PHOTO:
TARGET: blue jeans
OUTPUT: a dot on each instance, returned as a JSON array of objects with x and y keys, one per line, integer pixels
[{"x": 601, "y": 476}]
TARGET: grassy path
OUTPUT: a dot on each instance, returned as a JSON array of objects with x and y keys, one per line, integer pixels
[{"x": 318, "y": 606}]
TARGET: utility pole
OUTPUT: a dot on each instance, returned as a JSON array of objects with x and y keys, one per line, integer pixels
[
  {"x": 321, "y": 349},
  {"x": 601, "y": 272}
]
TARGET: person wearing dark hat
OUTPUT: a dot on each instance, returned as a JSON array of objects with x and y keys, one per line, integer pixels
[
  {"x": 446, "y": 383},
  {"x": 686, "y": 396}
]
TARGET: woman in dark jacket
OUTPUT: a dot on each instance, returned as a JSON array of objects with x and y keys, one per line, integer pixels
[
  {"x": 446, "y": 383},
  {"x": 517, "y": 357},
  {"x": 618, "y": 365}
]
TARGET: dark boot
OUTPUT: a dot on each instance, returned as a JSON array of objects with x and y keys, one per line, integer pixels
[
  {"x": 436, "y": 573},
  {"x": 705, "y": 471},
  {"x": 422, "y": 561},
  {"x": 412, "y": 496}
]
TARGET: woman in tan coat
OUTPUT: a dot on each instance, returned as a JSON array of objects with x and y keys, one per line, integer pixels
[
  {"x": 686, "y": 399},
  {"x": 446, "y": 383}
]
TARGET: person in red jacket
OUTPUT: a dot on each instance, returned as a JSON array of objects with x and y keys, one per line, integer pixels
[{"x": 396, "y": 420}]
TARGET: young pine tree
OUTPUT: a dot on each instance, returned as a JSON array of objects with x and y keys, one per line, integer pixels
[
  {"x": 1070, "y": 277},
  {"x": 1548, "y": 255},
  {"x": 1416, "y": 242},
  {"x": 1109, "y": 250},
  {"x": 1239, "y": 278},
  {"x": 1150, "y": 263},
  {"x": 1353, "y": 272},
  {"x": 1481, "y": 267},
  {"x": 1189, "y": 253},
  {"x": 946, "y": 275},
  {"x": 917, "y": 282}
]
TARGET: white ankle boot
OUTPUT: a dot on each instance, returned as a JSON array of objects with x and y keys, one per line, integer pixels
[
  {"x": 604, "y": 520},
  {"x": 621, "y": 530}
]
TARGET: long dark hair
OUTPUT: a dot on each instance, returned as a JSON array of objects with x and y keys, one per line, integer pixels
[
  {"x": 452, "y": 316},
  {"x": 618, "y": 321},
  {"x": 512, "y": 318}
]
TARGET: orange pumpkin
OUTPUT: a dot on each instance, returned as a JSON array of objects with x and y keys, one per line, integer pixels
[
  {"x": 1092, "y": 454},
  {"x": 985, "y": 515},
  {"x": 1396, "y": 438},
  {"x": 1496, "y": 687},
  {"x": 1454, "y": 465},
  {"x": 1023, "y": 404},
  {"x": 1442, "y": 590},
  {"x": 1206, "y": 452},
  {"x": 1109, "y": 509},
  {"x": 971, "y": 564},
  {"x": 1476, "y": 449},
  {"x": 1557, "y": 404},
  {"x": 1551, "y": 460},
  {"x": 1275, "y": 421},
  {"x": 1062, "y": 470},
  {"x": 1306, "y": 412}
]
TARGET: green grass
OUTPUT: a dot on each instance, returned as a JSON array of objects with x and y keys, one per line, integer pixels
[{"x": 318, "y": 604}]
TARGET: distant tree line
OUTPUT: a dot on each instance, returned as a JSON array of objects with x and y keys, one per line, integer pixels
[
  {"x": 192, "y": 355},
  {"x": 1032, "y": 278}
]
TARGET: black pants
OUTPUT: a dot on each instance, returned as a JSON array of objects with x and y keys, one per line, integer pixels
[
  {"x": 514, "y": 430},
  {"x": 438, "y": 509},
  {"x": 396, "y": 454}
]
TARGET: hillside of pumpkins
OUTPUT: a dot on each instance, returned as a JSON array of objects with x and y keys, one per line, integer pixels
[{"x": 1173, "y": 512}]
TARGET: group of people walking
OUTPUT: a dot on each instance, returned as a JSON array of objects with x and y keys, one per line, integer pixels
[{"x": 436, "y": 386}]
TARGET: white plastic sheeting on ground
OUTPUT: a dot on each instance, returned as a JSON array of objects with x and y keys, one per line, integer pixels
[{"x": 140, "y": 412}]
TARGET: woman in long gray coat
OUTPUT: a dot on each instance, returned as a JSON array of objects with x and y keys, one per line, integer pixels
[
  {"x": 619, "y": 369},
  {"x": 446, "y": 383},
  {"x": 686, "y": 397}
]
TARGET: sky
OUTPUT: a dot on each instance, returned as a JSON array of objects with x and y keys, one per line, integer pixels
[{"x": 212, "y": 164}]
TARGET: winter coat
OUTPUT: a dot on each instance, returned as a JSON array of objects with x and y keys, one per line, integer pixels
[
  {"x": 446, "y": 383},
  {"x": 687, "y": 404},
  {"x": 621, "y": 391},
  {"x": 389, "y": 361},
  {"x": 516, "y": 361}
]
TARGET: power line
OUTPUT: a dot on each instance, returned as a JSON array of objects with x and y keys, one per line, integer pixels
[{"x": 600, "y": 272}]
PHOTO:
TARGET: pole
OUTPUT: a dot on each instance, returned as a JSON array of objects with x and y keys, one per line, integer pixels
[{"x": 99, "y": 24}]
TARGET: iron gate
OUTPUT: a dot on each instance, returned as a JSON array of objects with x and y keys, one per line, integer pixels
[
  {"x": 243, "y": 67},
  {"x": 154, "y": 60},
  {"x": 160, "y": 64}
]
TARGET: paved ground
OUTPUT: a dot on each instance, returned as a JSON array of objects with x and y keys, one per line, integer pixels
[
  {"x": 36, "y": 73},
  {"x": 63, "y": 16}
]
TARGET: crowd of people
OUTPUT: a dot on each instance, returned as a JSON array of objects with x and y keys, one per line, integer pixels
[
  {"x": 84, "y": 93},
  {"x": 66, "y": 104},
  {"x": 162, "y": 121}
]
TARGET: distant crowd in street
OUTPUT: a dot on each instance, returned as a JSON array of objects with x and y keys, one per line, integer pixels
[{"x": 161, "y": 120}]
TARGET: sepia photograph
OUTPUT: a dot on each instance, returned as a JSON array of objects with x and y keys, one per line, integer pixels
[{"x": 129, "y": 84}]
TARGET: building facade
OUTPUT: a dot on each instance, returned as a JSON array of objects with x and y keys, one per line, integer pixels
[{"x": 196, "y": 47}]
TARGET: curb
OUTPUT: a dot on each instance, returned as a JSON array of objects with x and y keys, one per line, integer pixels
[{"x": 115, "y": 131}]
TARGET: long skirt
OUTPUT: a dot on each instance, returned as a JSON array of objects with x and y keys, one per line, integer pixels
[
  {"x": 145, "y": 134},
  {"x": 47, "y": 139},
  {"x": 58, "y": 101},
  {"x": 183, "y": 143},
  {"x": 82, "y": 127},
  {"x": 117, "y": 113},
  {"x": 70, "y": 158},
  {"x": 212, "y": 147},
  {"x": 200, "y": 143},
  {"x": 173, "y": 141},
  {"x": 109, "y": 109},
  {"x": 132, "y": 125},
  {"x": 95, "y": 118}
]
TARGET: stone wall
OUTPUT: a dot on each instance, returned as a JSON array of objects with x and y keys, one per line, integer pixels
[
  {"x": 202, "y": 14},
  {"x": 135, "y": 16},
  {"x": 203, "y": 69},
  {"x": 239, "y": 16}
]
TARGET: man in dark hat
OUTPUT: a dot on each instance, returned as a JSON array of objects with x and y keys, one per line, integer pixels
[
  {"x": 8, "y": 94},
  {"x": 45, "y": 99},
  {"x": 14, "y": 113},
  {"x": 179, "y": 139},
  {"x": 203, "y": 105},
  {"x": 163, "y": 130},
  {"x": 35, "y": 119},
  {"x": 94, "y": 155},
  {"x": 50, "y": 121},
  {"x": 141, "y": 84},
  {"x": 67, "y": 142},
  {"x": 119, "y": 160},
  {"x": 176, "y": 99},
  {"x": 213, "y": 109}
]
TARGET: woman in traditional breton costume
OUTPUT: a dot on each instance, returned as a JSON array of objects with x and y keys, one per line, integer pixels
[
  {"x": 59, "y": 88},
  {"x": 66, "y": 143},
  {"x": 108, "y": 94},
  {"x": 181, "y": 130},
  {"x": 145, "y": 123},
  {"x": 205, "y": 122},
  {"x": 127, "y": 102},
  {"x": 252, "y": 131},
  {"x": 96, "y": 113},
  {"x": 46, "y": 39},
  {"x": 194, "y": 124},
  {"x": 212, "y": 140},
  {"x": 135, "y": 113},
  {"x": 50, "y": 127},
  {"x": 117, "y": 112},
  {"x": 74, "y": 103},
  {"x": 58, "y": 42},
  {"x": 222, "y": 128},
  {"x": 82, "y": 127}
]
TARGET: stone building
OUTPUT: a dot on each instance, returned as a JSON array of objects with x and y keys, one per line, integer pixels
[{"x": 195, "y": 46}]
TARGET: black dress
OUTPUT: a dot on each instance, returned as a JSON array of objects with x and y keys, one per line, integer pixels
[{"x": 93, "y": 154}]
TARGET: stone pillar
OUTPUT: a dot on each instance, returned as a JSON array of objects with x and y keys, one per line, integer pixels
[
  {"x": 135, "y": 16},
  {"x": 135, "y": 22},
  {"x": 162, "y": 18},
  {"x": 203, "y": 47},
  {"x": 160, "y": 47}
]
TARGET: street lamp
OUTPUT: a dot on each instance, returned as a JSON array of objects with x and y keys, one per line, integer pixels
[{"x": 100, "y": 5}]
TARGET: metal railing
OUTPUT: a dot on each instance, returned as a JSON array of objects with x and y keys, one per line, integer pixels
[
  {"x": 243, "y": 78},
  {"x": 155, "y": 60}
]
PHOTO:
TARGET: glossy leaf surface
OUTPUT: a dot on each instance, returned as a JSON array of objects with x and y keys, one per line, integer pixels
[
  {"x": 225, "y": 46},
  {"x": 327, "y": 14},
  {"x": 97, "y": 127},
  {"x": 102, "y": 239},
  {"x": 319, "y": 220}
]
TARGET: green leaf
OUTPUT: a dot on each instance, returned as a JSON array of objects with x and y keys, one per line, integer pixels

- EXERCISE DESCRIPTION
Each line from the beginning of the listing up to the line where "TARGET: dark boot" appears needs to be given again exactly; please add nothing else.

- TASK RESULT
PHOTO:
TARGET: blue jeans
OUTPUT: a dot on each instance, returned as a JSON array of objects with x and y keys, one per line, integer pixels
[{"x": 601, "y": 476}]
TARGET: grassy path
OUTPUT: a dot on each instance, returned as a JSON array of objects with x and y keys, one per line, integer pixels
[{"x": 318, "y": 606}]
TARGET: utility pole
OUTPUT: a dot on each instance, returned as a JSON array of objects with x and y keys, one per line, integer pixels
[
  {"x": 321, "y": 349},
  {"x": 601, "y": 272}
]
TARGET: person wearing dark hat
OUTPUT: a dot on each instance, returned as a JSON array of objects with x and y keys, one per line, integer pixels
[
  {"x": 446, "y": 383},
  {"x": 686, "y": 396}
]
TARGET: woman in dark jacket
OUTPUT: a dot on each instance, returned as a JSON array of objects with x and y keys, one per line, integer pixels
[
  {"x": 446, "y": 383},
  {"x": 517, "y": 357},
  {"x": 618, "y": 365}
]
TARGET: dark boot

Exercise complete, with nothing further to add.